[Dataset rows]

____

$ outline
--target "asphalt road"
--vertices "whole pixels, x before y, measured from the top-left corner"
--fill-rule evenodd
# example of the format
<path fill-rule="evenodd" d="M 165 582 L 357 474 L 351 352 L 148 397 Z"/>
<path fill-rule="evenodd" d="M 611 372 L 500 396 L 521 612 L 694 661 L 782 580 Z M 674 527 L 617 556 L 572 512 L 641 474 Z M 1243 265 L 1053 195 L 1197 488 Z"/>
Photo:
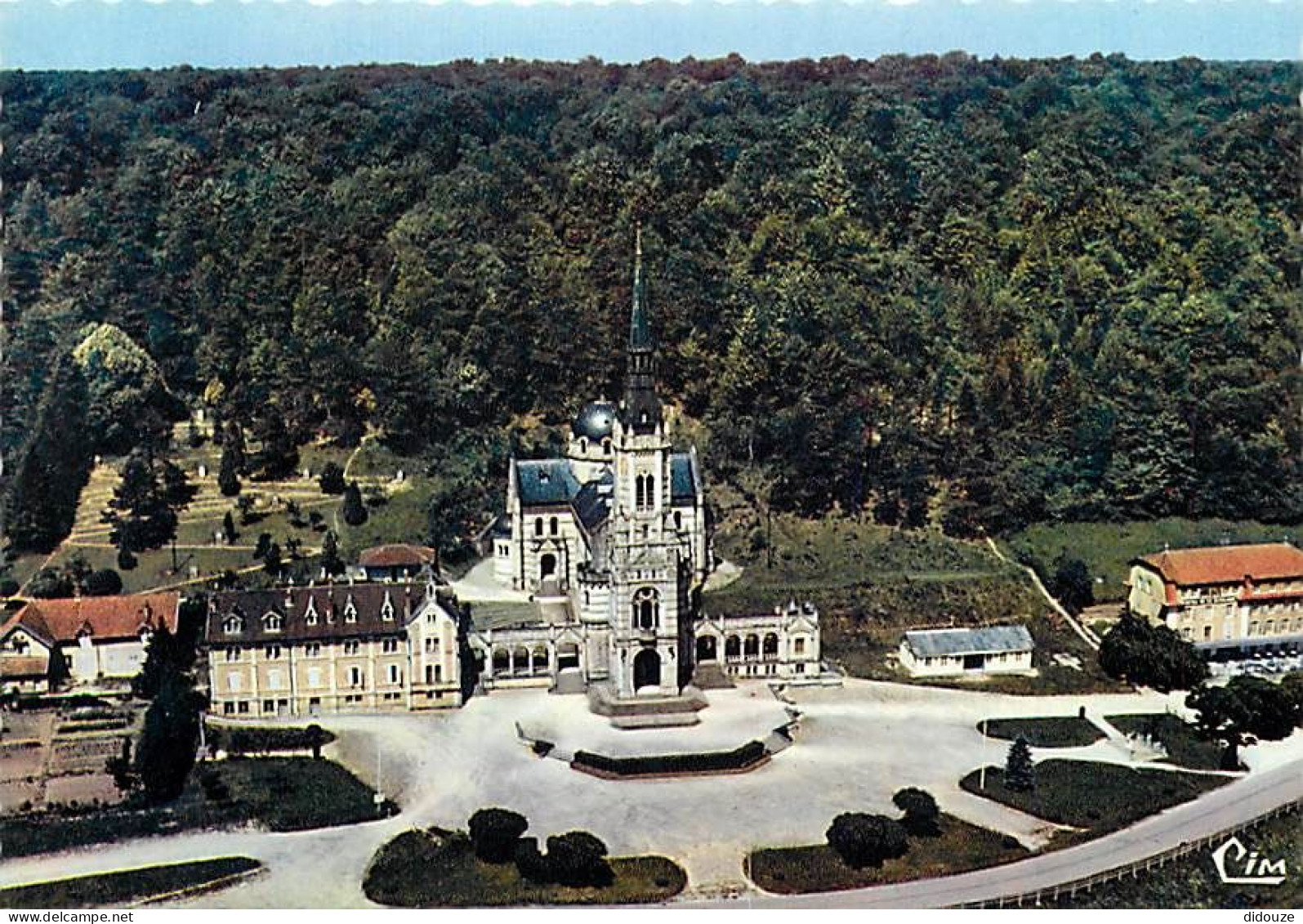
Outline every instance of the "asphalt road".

____

# [TASK OBJECTIVE]
Swap "asphalt road" for "gravel path" everywhere it appears in the data and give all the lines again with nothing else changed. Leave the pictures out of your answer.

# [COMPLETE ANSWER]
$ outline
--target "gravel path"
--vertices "whole pixels, x before y, measured from the top-left corner"
--fill-rule evenodd
# example of the format
<path fill-rule="evenodd" d="M 165 582 L 357 474 L 351 352 L 148 397 Z"/>
<path fill-rule="evenodd" d="M 611 372 L 500 396 L 521 612 L 694 661 L 782 580 Z M 674 527 L 617 556 L 572 512 L 641 474 Z M 1243 265 L 1053 195 L 1197 488 Z"/>
Photo:
Outline every instance of the "gravel path".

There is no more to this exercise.